Coordinate labeling data
· · · · ·
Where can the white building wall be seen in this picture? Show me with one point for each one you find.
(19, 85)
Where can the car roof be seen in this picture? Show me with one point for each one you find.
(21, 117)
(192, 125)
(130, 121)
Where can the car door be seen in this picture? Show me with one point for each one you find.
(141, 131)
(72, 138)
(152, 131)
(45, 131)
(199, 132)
· · · · ·
Copy the lines of the data above word for word, from first to last.

Where can the white building wall be seen in this picture? Show me with one point for each one you find.
(19, 85)
Where can the car roof be seen in this picture? Show me with one point for each one you find.
(21, 117)
(192, 125)
(130, 121)
Where can the car door be seen in this picture? Show me with one point for each one you find.
(141, 131)
(72, 138)
(152, 131)
(45, 131)
(199, 132)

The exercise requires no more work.